→ **What to do**:
a. Please translate this sentence from the Spark Streaming thread into Spanish: "In terms of performance Java and Scala are comparable."
b. Extend the Spark Streaming thread past its final line.

→ **Document extract**:
* * * * * * *

Writing Spark Streaming Programs

2015-03-19 Thread James King
Hello All,

I'm using Spark for streaming but I'm unclear one which implementation
language to use Java, Scala or Python.

I don't know anything about Python, familiar with Scala and have been doing
Java for a long time.

I think the above shouldn't influence my decision on which language to use
because I believe the tool should, fit the problem.

In terms of performance Java and Scala are comparable. However Java is OO
and Scala is FP, no idea what Python is.

If using Scala and not applying a consistent style of programming Scala
code can become unreadable, but I do like the fact it seems to be possible
to do so much work with so much less code, that's a strong selling point
for me. Also it could be that the type of programming done in Spark is best
implemented in Scala as FP language, not sure though.

The question I would like your good help with is are there any other
considerations I need to think about when deciding this? are there any
recommendations you can make in regards to this?

Regards
jk


Re: Writing Spark Streaming Programs

2015-03-19 Thread Gerard Maas
Try writing this Spark Streaming idiom in Java and you'll choose Scala soon
enough:

dstream.foreachRDD{rdd =
 rdd.foreachPartition( partition = )
}

When deciding between Java and Scala for Spark, IMHO Scala has the
upperhand. If you're concerned with readability, have a look at the Scala
coding style recently open sourced by DataBricks:
https://github.com/databricks/scala-style-guide  (btw, I don't agree a good
part of it, but recognize that it can keep the most complex Scala
constructions out of your code)



On Thu, Mar 19, 2015 at 3:50 PM, James King jakwebin...@gmail.com wrote:

 Hello All,

 I'm using Spark for streaming but I'm unclear one which implementation
 language to use Java, Scala or Python.

* * * * * * *

→ **Provided information**:
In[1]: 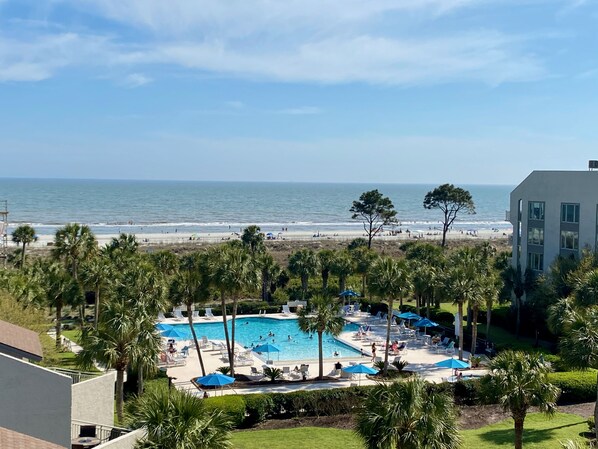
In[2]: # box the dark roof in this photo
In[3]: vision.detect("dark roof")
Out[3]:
[0,427,65,449]
[0,320,43,360]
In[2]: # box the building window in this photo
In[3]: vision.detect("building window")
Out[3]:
[528,201,545,220]
[527,253,544,271]
[561,203,579,223]
[527,228,544,245]
[561,231,579,250]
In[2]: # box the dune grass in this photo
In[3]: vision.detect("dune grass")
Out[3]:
[232,413,588,449]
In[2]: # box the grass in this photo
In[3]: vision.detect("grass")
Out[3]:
[232,427,363,449]
[232,413,588,449]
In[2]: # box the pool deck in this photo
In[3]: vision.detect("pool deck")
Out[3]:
[162,313,485,394]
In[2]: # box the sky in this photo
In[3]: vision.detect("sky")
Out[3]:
[0,0,598,185]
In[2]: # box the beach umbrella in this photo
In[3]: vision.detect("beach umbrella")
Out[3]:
[413,318,438,333]
[193,373,235,394]
[252,343,280,360]
[343,363,378,385]
[399,312,422,321]
[161,327,187,339]
[434,358,469,369]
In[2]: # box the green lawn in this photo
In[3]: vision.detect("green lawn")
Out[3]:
[232,413,588,449]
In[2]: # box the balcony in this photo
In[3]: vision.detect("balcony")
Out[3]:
[71,420,131,449]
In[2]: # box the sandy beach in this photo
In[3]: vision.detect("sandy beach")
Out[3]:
[22,230,512,248]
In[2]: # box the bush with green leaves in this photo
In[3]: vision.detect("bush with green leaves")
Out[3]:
[548,370,596,403]
[203,394,245,427]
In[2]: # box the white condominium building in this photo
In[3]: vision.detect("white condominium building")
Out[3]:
[510,168,598,272]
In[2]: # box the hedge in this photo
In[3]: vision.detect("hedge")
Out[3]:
[548,370,597,403]
[204,395,245,427]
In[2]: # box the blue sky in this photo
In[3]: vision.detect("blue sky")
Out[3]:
[0,0,598,184]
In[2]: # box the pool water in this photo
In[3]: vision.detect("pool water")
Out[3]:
[166,317,360,360]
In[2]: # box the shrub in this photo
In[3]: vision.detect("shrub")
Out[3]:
[548,370,596,403]
[243,394,274,427]
[204,395,245,427]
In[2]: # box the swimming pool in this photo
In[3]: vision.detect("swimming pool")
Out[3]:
[163,317,361,360]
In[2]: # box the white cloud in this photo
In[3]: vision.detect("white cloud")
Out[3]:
[277,106,322,115]
[123,73,153,88]
[0,0,546,85]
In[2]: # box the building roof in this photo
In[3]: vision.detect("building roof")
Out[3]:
[0,427,66,449]
[0,320,43,360]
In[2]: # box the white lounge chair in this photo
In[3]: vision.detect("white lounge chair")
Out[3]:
[172,307,185,321]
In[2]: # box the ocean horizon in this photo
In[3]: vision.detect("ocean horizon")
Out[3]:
[0,178,514,235]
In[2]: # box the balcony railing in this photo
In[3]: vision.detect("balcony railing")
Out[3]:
[50,368,102,384]
[71,420,131,444]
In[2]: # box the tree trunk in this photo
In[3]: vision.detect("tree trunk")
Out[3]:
[137,366,143,396]
[187,302,206,376]
[471,306,478,356]
[486,306,492,341]
[338,276,347,293]
[457,301,463,360]
[594,372,598,441]
[514,415,525,449]
[55,301,62,351]
[318,331,324,380]
[515,297,521,340]
[301,275,309,301]
[93,286,100,329]
[116,369,124,424]
[220,292,234,370]
[21,242,25,270]
[229,298,239,377]
[384,299,394,377]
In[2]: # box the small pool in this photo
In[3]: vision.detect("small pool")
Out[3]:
[164,317,361,360]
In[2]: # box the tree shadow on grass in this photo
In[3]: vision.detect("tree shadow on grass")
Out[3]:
[480,421,584,445]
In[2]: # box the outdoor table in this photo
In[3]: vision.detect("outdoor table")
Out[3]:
[71,437,101,449]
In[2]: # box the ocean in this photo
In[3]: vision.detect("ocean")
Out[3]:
[0,178,513,235]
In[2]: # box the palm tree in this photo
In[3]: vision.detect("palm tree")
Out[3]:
[241,225,264,255]
[330,251,355,293]
[356,377,461,449]
[490,351,559,449]
[210,246,259,376]
[298,295,345,380]
[349,242,377,298]
[12,225,37,269]
[289,248,318,299]
[370,257,412,375]
[77,295,160,423]
[169,253,209,376]
[255,251,282,302]
[31,260,82,350]
[549,298,598,438]
[127,387,232,449]
[317,249,342,295]
[81,256,112,327]
[52,223,98,281]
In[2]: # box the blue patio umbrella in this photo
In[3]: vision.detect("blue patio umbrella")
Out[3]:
[193,373,235,394]
[343,363,378,385]
[338,290,359,296]
[161,327,187,339]
[399,312,422,321]
[252,343,280,360]
[434,358,469,369]
[413,318,439,333]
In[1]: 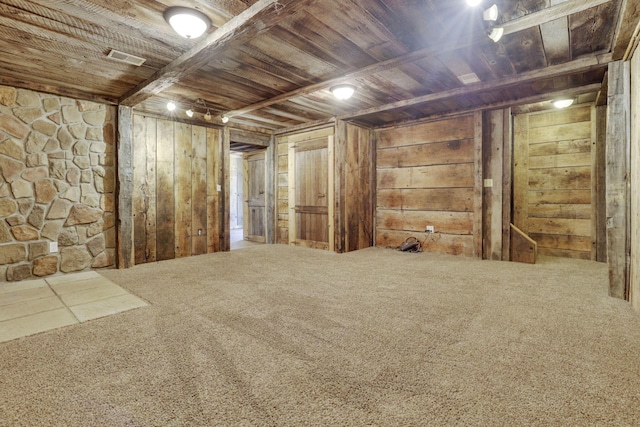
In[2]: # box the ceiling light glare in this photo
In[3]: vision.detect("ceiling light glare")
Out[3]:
[482,4,498,21]
[164,7,211,39]
[331,85,356,101]
[553,99,573,108]
[489,27,504,43]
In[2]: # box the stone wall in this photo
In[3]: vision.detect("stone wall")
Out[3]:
[0,86,115,282]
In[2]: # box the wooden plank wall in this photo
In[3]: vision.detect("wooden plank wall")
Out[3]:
[606,61,631,299]
[133,114,223,264]
[629,50,640,311]
[514,106,597,260]
[376,114,482,256]
[482,109,513,261]
[275,135,289,245]
[275,122,376,252]
[336,123,375,252]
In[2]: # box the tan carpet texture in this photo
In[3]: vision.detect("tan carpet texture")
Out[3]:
[0,245,640,426]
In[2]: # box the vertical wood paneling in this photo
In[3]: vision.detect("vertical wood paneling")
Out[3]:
[482,110,504,260]
[220,127,231,251]
[590,106,598,261]
[143,118,158,262]
[333,120,344,252]
[156,120,176,261]
[629,50,640,311]
[133,115,223,264]
[375,114,482,256]
[191,126,207,255]
[344,124,374,252]
[117,106,135,268]
[265,136,278,244]
[594,106,607,262]
[207,128,222,253]
[514,106,596,259]
[175,123,192,258]
[502,108,513,261]
[133,115,148,264]
[513,114,529,233]
[606,61,631,299]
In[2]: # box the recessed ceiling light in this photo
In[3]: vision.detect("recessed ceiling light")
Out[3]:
[164,6,211,39]
[457,73,480,85]
[489,27,504,43]
[107,49,146,67]
[482,4,498,21]
[553,99,573,108]
[331,85,356,101]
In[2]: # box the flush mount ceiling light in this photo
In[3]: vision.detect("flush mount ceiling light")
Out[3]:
[164,6,211,39]
[482,4,498,21]
[489,27,504,43]
[553,99,573,108]
[331,85,356,101]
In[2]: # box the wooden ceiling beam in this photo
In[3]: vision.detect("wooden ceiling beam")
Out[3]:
[120,0,307,106]
[337,57,604,120]
[498,0,611,35]
[223,0,608,117]
[612,0,640,61]
[224,38,474,117]
[0,76,118,105]
[372,83,601,130]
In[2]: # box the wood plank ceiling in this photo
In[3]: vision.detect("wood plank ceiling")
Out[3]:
[0,0,637,131]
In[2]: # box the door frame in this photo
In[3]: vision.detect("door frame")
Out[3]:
[287,127,335,252]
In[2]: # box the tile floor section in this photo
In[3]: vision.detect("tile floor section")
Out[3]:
[0,271,148,342]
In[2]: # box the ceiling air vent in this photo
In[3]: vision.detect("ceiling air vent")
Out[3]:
[457,73,480,85]
[107,49,146,67]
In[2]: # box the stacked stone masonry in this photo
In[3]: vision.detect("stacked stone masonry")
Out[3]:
[0,86,116,282]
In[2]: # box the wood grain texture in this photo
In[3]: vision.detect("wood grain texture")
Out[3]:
[629,52,640,311]
[606,61,631,299]
[191,126,207,255]
[117,106,135,268]
[156,120,176,261]
[510,224,538,264]
[207,128,222,253]
[174,123,193,258]
[375,115,482,256]
[514,106,597,259]
[133,114,222,264]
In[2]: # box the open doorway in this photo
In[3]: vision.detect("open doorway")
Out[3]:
[229,151,244,249]
[229,149,266,250]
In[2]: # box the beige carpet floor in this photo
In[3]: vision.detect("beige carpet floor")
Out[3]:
[0,245,640,426]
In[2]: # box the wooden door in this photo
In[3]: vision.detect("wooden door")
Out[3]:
[289,131,334,251]
[243,150,267,243]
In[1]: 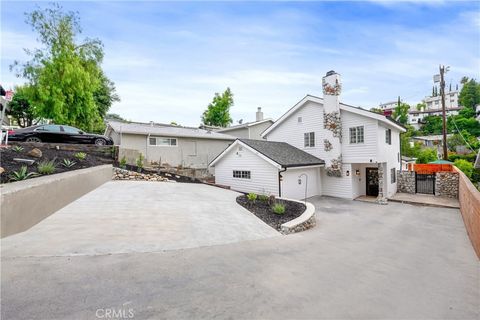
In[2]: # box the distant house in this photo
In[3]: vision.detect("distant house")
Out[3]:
[216,108,273,140]
[210,71,406,202]
[105,121,235,169]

* * * * * * *

→ **Responses in order**:
a. En términos de rendimiento, Java y Scala son comparables.

b.
 I don't know anything about Python, familiar with Scala and have been
 doing Java for a long time.

 I think the above shouldn't influence my decision on which language to use
 because I believe the tool should, fit the problem.

 In terms of performance Java and Scala are comparable. However Java is OO
 and Scala is FP, no idea what Python is.

 If using Scala and not applying a consistent style of programming Scala
 code can become unreadable, but I do like the fact it seems to be possible
 to do so much work with so much less code, that's a strong selling point
 for me. Also it could be that the type of programming done in Spark is best
 implemented in Scala as FP language, not sure though.

 The question I would like your good help with is are there any other
 considerations I need to think about when deciding this? are there any
 recommendations you can make in regards to this?

 Regards
 jk









Re: Writing Spark Streaming Programs

2015-03-19 Thread James King
Many thanks Gerard, this is very helpful. Cheers!

On Thu, Mar 19, 2015 at 4:02 PM, Gerard Maas gerard.m...@gmail.com wrote:

 Try writing this Spark Streaming idiom in Java and you'll choose Scala
 soon enough:

 dstream.foreachRDD{rdd =
  rdd.foreachPartition( partition = )
 }

 When deciding between Java and Scala for Spark, IMHO Scala has the
 upperhand. If you're concerned with readability, have a look at the Scala
 coding style recently open sourced by DataBricks:
 https://github.com/databricks/scala-style-guide  (btw, I don't agree a
 good part of it, but recognize that it can keep the most complex Scala
 constructions out of your code)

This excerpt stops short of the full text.